Instruction
Could you copy out, unchanged, the entries below from the line with "Crossing-audit request: pin the toy" up to and including the last line of the entries?

·····

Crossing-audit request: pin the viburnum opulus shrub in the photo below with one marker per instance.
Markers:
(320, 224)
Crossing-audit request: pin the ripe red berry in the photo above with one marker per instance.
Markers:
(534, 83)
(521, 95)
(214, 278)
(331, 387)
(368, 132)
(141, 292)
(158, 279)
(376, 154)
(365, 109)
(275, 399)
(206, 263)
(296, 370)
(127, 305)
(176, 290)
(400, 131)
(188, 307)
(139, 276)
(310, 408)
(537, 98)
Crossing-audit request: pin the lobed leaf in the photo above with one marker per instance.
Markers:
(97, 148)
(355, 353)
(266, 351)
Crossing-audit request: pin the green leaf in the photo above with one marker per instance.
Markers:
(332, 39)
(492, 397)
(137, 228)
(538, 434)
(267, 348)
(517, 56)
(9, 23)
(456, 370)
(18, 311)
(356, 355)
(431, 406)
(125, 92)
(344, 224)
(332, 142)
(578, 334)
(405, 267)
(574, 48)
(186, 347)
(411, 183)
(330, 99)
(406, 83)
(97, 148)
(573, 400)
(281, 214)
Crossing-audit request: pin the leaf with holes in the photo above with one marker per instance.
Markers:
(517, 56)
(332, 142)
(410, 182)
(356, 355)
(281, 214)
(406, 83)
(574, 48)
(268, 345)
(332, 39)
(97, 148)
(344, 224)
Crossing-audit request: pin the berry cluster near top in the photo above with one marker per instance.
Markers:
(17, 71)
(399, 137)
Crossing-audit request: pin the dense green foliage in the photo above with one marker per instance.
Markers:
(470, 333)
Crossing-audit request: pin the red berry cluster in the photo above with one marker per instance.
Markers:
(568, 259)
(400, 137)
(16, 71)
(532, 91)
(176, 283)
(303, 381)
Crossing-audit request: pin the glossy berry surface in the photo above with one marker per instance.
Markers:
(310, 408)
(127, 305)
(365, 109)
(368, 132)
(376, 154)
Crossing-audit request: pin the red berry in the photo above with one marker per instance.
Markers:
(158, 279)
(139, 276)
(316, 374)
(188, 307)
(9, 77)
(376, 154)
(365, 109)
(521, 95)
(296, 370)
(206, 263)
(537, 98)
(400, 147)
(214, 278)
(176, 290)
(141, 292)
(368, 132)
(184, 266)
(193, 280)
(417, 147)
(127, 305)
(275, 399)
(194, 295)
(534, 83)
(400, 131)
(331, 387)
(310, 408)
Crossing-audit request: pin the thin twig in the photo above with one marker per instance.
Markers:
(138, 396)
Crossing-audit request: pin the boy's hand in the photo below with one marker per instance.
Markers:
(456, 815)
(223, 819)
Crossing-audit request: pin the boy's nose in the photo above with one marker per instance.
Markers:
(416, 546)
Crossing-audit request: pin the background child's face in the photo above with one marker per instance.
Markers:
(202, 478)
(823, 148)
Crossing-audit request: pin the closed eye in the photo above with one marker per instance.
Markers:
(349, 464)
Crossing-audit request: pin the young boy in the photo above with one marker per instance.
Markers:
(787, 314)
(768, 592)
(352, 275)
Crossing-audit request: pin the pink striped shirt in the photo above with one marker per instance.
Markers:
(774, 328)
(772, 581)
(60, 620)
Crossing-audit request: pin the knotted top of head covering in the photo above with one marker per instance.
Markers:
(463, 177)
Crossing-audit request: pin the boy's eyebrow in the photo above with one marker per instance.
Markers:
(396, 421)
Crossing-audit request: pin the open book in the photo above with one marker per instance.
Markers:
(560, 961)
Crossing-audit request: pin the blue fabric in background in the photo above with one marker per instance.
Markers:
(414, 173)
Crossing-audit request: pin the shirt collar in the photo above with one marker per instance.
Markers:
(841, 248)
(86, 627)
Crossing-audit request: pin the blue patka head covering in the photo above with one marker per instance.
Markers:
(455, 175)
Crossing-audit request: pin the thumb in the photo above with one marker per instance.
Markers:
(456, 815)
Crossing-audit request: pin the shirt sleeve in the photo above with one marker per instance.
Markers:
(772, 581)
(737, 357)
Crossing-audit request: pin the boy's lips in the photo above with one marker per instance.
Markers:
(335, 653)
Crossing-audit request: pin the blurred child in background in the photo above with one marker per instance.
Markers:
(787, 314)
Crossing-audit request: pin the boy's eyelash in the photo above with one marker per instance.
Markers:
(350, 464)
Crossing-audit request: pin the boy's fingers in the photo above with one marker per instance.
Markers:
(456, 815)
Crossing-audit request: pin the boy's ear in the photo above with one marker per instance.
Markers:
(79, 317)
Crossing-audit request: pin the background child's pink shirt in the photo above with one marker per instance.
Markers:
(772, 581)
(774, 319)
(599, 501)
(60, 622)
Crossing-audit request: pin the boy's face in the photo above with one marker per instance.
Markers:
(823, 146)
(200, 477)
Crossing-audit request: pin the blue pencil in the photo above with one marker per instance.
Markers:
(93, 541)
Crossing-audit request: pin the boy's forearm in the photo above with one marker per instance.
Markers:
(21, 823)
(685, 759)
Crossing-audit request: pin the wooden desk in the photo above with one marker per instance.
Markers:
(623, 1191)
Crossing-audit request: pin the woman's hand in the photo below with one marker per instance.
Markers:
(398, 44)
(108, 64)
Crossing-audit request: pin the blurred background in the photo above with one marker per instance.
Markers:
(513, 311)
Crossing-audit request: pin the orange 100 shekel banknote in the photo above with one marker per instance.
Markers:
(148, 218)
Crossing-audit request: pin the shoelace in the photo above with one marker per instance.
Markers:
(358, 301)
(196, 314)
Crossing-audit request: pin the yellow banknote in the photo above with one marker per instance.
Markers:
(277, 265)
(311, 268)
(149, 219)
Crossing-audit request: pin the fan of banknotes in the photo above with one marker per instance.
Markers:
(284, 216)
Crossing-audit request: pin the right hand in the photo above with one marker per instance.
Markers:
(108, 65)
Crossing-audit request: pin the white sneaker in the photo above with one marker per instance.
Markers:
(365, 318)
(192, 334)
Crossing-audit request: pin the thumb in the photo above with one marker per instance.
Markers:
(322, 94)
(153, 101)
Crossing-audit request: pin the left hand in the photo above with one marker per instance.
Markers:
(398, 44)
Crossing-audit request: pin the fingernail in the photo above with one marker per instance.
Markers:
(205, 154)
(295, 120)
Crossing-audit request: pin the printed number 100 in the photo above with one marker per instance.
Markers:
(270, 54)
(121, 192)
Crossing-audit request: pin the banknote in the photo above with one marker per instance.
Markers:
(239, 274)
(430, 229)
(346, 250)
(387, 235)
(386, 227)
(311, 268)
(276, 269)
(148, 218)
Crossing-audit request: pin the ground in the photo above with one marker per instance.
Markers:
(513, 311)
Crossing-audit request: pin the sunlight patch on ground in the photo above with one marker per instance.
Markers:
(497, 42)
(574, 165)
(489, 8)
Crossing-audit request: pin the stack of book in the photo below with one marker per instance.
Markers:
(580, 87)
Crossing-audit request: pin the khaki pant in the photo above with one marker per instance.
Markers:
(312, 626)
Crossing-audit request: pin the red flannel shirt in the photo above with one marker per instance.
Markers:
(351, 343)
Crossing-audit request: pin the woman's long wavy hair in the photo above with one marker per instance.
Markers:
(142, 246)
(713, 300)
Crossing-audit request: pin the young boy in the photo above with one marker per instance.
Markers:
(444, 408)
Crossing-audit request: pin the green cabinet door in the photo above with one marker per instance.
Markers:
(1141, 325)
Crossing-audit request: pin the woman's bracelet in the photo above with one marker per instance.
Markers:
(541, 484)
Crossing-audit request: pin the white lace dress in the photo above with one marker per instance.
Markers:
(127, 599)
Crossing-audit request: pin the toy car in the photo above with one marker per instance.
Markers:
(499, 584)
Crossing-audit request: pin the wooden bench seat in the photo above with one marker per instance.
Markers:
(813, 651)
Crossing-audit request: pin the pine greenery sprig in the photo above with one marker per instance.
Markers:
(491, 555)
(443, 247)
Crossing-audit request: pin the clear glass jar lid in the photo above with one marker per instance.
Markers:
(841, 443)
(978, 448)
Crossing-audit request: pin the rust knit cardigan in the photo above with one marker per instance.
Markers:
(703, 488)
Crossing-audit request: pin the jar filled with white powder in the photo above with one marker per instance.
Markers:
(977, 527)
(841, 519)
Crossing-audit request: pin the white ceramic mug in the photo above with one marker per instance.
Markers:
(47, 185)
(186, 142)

·····

Solution to this exercise
Crossing-audit request: pin the toy car in the photo above with one marker per instance.
Markers:
(499, 584)
Crossing-audit request: pin the wooden bench seat in the photo above with one marker per instance.
Markers:
(813, 651)
Crossing-audit request: pin the pine greenery sprig in the photo above with one marker per instance.
Markers:
(491, 555)
(443, 247)
Crossing-audit request: pin the clear glass jar lid in the photo above with one marker per instance.
Markers:
(841, 443)
(978, 448)
Crossing-audit request: pin the rust knit cardigan in the photo above with one marker per instance.
Markers:
(703, 488)
Crossing-audit request: pin the jar filled with white powder in the photo above with one marker per instance.
Markers:
(977, 527)
(841, 519)
Crossing-audit request: pin the white ceramic mug in the photo above with one marker per instance.
Markers:
(47, 185)
(186, 142)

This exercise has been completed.